------ Extrait du document
Par un mémoire en défense enregistré le 30 mars 2021, le département du Val-de-Marne, représenté par Me Carrère, conclut au rejet de la requête et demande de condamner Mme A... à lui verser la somme de 2 000 euros au titre des dispositions de l'article L. 761-1 du code de justice administrative.

Il fait valoir que les moyens soulevés par la requérante ne sont pas fondés.

La requête a été transmise au syndicat Force ouvrière qui n'a produit aucune observation.

II - Par une requête sommaire enregistrée sous le n° 19PA02361, un mémoire ampliatif et un mémoire récapitulatif, enregistrés les 19 juillet et 2 octobre 2019 et le 15 avril 2021, Mme A..., représentée par Me Josseran, demande à la Cour :

1°) d'annuler le jugement du tribunal administratif de Melun n° 1608916 en date du 16 mai 2019 ;

2°) de prononcer l'annulation de la décision du président du conseil départemental du

Val-de-Marne en date du 21 octobre 2016 rejetant sa demande de prolongation d'activité au-delà de la limite d'âge ;

3°) de mettre à la charge du département du Val-de-Marne une somme de 39 388 euros en réparation de sa perte de rémunération et de son préjudice matériel et moral subi du fait de l'illégalité de la décision du 21 octobre 2016, assortie des intérêts légaux à compter du

28 octobre 2016 ;

4°) de mettre à la charge du département du Val-de-Marne une somme de 3 000 euros au titre des dispositions de l'article L. 761-1 du code de justice administrative.

5°) de condamner le département du Val-de-Marne aux entiers dépens.
------------
■ **Vos consignes**: Relevez toutes les sommes exprimées en euros dans l'extrait du document, dans leur ordre d'apparition.
------ Données
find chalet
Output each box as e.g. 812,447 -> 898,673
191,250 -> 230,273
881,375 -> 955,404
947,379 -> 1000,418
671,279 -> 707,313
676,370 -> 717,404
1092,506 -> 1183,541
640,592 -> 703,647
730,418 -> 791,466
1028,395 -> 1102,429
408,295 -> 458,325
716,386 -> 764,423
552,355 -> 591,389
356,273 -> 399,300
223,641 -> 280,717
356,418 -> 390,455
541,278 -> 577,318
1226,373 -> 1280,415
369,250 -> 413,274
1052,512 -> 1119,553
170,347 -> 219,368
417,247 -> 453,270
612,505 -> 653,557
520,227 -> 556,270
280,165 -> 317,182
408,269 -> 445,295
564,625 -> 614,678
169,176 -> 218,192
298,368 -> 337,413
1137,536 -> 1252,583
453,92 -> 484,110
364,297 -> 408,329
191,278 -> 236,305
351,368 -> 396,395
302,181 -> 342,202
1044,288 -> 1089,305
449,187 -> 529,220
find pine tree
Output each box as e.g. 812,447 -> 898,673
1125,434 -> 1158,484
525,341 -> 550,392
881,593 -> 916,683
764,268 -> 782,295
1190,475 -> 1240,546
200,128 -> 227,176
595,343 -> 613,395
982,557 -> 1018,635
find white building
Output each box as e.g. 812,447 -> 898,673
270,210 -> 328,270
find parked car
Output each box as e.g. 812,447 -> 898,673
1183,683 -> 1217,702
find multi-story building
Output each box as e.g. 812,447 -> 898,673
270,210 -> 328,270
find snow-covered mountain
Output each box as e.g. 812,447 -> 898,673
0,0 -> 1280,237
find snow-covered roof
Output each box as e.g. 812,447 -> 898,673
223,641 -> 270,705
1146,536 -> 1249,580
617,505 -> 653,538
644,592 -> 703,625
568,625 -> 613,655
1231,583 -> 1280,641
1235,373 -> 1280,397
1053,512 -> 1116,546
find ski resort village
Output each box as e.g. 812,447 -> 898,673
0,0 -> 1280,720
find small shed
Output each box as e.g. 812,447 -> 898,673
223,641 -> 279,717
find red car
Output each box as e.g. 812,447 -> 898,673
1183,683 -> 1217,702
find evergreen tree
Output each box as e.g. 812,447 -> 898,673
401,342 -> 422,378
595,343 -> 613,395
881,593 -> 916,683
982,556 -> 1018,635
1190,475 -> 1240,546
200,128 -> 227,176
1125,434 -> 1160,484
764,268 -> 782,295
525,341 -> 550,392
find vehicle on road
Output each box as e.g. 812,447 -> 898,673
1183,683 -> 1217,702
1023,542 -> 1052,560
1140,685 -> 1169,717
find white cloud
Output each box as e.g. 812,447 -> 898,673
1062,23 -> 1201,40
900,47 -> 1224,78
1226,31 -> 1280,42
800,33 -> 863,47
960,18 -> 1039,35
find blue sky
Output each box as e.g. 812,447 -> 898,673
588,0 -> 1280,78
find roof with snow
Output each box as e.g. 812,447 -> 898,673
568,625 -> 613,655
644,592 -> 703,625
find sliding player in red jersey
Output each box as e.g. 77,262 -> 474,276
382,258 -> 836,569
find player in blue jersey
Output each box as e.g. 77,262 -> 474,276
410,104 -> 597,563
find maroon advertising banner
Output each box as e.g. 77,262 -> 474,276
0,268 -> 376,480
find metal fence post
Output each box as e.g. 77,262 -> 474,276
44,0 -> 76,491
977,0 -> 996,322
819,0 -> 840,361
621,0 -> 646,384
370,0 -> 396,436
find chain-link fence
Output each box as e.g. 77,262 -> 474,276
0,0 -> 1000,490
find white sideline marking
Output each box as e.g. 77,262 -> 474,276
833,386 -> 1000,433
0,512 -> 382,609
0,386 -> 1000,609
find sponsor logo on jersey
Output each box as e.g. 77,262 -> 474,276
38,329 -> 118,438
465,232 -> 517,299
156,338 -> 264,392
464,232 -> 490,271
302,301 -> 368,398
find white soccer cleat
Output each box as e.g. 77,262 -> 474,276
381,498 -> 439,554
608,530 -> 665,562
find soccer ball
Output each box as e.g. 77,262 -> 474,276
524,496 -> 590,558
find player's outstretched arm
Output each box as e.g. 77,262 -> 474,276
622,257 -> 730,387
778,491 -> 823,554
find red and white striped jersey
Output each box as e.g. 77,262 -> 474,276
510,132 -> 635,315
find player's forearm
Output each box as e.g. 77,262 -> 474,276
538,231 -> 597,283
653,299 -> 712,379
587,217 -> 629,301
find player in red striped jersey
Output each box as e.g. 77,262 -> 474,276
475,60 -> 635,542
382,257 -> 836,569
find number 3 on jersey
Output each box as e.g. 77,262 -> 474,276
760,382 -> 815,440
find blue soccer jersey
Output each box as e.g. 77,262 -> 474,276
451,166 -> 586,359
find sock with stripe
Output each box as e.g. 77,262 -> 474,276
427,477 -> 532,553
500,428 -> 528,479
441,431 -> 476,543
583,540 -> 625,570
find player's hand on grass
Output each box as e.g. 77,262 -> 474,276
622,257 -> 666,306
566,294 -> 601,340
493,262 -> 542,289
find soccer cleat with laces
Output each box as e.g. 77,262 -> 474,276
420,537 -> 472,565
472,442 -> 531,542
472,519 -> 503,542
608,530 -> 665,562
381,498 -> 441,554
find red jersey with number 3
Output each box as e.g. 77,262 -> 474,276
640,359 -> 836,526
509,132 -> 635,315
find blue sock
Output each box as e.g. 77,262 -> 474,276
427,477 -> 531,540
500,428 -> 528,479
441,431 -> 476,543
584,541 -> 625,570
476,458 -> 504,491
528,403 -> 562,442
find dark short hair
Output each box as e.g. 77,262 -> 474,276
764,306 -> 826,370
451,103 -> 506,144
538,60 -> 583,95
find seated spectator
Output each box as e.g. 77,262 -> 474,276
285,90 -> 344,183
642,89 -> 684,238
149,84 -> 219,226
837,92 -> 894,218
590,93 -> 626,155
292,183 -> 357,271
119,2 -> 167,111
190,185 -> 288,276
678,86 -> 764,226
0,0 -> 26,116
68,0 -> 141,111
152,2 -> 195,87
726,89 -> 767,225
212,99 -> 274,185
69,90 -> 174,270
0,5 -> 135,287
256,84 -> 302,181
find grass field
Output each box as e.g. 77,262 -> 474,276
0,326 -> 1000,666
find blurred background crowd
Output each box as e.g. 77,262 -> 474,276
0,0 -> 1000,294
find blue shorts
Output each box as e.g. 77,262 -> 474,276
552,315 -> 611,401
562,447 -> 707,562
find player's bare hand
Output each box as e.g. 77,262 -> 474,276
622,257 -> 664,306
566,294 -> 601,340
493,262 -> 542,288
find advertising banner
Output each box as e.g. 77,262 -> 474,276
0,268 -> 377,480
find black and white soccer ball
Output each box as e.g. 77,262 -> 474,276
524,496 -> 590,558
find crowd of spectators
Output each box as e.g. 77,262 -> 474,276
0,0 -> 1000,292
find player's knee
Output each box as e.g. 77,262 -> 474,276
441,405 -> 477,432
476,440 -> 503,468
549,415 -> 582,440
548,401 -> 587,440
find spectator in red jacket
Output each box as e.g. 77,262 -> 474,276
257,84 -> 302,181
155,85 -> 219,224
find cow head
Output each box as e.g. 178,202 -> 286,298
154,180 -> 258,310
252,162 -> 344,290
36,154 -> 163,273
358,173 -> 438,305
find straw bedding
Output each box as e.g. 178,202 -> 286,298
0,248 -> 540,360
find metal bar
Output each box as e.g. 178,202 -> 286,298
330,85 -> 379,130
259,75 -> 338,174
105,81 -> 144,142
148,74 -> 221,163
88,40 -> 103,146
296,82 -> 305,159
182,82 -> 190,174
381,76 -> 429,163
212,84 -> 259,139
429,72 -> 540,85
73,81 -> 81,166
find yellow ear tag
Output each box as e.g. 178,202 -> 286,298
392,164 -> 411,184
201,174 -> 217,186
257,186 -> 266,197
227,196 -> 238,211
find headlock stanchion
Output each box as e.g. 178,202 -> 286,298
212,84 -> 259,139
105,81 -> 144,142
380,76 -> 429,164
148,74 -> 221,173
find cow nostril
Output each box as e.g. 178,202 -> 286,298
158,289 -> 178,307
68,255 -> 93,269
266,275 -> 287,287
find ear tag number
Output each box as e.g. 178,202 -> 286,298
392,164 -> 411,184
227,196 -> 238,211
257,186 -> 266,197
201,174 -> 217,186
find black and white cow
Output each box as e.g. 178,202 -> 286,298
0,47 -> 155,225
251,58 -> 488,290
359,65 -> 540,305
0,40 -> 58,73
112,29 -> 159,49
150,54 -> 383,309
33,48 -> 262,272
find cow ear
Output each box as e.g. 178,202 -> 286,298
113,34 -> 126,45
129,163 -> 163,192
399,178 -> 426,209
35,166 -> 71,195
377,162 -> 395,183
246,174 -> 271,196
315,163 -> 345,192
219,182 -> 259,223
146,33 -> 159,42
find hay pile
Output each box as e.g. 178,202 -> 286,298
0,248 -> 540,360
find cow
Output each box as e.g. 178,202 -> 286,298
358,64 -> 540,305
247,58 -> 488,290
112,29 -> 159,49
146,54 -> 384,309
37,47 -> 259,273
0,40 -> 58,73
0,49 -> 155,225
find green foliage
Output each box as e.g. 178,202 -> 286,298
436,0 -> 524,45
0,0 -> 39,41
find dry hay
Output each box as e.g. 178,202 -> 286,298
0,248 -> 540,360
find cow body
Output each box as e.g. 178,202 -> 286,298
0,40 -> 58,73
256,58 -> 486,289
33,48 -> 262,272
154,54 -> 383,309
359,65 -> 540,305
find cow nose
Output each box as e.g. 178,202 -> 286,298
------------
■ **Réponse**:
- 2 000 euros
- 39 388 euros
- 3 000 euros